(Records provided Opens)

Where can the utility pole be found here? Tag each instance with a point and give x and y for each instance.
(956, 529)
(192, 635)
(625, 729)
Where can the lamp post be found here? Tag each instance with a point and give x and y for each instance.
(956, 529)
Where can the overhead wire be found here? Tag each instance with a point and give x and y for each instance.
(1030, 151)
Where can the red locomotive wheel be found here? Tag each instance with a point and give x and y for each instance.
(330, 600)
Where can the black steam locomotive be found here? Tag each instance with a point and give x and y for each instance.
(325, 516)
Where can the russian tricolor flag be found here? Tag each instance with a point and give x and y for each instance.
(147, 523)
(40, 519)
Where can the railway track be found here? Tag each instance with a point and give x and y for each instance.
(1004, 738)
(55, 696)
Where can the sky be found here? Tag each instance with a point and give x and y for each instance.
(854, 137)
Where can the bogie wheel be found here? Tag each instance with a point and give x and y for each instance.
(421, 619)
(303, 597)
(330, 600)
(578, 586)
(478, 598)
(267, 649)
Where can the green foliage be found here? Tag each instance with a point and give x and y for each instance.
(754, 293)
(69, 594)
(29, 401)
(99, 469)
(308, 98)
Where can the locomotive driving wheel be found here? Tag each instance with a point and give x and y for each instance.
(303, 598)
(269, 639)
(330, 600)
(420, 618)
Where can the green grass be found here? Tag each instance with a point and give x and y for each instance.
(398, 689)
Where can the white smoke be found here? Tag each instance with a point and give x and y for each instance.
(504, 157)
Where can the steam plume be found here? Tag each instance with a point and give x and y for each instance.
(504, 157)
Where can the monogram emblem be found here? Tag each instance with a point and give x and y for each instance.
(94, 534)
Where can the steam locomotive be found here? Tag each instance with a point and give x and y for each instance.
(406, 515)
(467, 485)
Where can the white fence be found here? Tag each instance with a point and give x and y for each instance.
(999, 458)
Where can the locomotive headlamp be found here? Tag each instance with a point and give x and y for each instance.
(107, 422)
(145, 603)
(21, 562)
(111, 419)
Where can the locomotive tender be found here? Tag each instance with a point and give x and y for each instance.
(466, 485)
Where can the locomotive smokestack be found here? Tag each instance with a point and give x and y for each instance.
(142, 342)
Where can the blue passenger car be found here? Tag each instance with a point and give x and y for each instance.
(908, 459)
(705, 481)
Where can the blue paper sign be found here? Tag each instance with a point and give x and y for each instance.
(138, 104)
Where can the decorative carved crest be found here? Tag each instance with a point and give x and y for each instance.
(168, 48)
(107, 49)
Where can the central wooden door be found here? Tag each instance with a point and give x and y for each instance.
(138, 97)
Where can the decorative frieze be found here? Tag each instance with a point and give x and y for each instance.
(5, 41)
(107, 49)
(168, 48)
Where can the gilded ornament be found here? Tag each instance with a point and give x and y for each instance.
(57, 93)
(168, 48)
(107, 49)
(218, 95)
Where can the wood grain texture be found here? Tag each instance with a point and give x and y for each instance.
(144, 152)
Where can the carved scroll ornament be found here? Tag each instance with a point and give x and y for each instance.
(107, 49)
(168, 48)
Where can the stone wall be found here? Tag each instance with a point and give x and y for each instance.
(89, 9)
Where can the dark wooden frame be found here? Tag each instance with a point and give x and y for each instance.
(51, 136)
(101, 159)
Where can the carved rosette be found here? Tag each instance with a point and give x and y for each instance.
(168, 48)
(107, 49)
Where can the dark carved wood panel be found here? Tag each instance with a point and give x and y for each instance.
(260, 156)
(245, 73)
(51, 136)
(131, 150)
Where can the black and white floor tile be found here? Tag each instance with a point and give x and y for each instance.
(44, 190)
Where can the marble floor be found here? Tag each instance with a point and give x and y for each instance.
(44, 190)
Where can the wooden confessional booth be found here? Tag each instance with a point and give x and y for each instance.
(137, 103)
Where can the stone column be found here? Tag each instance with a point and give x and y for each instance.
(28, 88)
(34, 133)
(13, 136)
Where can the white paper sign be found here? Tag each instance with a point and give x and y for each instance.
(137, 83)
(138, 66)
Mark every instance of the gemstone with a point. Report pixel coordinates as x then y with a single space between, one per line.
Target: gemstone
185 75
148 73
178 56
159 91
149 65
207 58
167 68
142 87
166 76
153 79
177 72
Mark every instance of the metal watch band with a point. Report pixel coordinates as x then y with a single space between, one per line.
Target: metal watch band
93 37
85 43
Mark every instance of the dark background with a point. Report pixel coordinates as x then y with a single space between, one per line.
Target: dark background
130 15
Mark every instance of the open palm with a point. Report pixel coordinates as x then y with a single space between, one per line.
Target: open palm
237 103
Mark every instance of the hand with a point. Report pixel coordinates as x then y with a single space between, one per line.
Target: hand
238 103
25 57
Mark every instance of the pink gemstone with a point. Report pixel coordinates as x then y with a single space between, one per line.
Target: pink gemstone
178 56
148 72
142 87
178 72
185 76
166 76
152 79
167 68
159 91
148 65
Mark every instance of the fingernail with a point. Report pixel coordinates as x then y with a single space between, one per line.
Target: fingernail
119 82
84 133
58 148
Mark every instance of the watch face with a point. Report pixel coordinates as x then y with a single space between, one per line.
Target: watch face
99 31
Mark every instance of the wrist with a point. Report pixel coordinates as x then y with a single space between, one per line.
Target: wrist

(Records provided Closes)

§ About this task
Which lines of the records above contain the word "wrist"? Copy each of them.

§ Answer section
Mark every instance of the wrist with a point. Report pixel coordinates as x then y with a single space between, one per line.
Target: wrist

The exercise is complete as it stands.